-- start --
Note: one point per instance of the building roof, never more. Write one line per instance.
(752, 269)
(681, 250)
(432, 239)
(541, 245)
-- end --
Challenge: Copy out every item above, line for line, with no changes.

Worked answer:
Note: one point per instance of the building roof, never more. Write one line per instance.
(752, 269)
(681, 250)
(432, 239)
(541, 245)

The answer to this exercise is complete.